Document section:

[Start]

Olenka has a nice understated Imogen Heap vibe with a world-wiseness and a flair for the big outro. Life was going to be okay. I met the fellow from Pop Montreal, and was happy to hear that he was going to be paid by the organizers - a very different approach than the get what you pay for approach I'd become accustomed to, the well intentioned but sadly misguided Devry volunteers of my home fests crossing and uncrossing names who would never materialize on and off guestlists, clutching clipboards and arbitrary authority like drunks against lampposts. This organizer was a top notch kid named Jonah, happy to be taking part in a good showcase and sincerely interested in the show going well since he was going to be paid money. He and I went over set times and setups with the sound tech, Polydactyl were breaking their gear down just as Rat Tail and Olenka & the Autumn Lovers were loading in. Doldrums is a solo contraption that we'd figure out later. There was only one last piece of chaos that could derail the whole vibe:
"Have Vertual Vertigo soundchecked yet?" "I think so, they're gone now." I scanned the room, I wondered who they were, all we had was a promo photo on our website, I'd never met them before.
Olenka had been fighting fate to get her tour into gear, one van after another catastrophe had intervened and prevented her from playing a showcase the previous Thursday so they were apprehensive but relieved to be playing at any show, it was a nice plus that it was a Wavelength, they've played WL before and I have shared a bill with Olenka at Rancho Relaxo too. The set got stronger as the set went on and the room began to fill up, it's a shame they only had 30 minutes of set time, her songs are unpretentious pop songs with layers of slide guitars and horns, and her thing is to elaborate and build the endings to really exploit the memes in her songs, she needs a good three minutes a song to really construct an outro, so none of her tunes are short. But we wouldn't want to run too far overtime.
Doldrums was hilarious noise and canned ham, the ultimate breath mint against earnestness that can creep into serious music nights, and a setup that just invited audience participation. He didn't bother selling merch to the people dancing in the pit, directing it to the seated patrons on the north side of the bar "because you're sitting down so you probably have a lot of money." He sampled my post-intro voice "Who owns you? Media companies own you!" and later in the set I swung his microphone around the pit and he sampled and re-noised individual voices from those in attendance. Most of them seemed to be from Toronto.
Rat Tail were excellent but I felt they had the hardest time getting their point across, they are one of the best sounding lo-tech bands in Toronto right now, all rumble and vinegar, and are adept at performing for the back row, they're sluggers like Jose Batista. However the back row was less than 10 feet away so the low end dropped out of their sound leaving us with nothing but the top half of the sound. I liked it a lot but I'd seen them before in a few different environments and I think the quality of their sound is inversely proportional to the distance from the nearest wall. My favorite Rat Tail show was during a Pedestrian Sunday outside in Kensington Market, where there are no walls or even fences.

[End]

Raw data:

[Start]

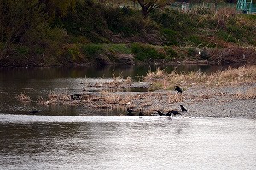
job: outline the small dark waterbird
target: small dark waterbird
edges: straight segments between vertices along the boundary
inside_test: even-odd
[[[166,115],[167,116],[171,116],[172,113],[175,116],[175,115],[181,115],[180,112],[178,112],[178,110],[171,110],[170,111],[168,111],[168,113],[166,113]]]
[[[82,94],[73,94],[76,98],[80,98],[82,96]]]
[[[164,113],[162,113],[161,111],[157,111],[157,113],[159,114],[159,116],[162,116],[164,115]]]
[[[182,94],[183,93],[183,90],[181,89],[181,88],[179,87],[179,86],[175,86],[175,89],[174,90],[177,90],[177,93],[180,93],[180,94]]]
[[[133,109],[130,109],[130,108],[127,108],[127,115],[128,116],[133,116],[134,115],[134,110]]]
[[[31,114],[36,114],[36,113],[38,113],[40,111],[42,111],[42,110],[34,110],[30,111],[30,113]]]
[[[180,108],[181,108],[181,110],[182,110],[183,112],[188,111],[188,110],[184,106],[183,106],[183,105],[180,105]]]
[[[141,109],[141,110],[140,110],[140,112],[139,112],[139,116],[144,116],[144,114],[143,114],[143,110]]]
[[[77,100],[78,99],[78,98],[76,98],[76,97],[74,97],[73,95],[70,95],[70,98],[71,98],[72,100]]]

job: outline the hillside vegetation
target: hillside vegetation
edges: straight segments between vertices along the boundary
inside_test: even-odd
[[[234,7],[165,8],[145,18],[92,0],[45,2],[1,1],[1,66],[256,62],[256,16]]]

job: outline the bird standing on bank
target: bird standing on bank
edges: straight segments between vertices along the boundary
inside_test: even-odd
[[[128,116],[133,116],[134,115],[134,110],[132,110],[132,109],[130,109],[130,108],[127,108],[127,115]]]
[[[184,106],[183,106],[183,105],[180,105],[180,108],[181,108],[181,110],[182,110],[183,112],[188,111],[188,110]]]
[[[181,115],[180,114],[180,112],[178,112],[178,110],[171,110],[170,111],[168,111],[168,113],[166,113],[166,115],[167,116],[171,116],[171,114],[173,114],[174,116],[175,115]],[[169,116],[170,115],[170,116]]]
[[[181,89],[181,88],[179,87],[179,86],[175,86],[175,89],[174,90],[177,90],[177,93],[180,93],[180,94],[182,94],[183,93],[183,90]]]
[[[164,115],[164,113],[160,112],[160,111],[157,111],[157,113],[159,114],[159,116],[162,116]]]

[End]

Set of tasks:
**1)** Can you transcribe the concert review starting with "Doldrums was hilarious" and going on through "be from Toronto."?
**2)** According to the concert review, where did the writer's favorite Rat Tail show take place?
The material has no connection to the concert review.

Outputs by task:
**1)**
Doldrums was hilarious noise and canned ham, the ultimate breath mint against earnestness that can creep into serious music nights, and a setup that just invited audience participation. He didn't bother selling merch to the people dancing in the pit, directing it to the seated patrons on the north side of the bar "because you're sitting down so you probably have a lot of money." He sampled my post-intro voice "Who owns you? Media companies own you!" and later in the set I swung his microphone around the pit and he sampled and re-noised individual voices from those in attendance. Most of them seemed to be from Toronto.

**2)** Outside in Kensington Market, during a Pedestrian Sunday.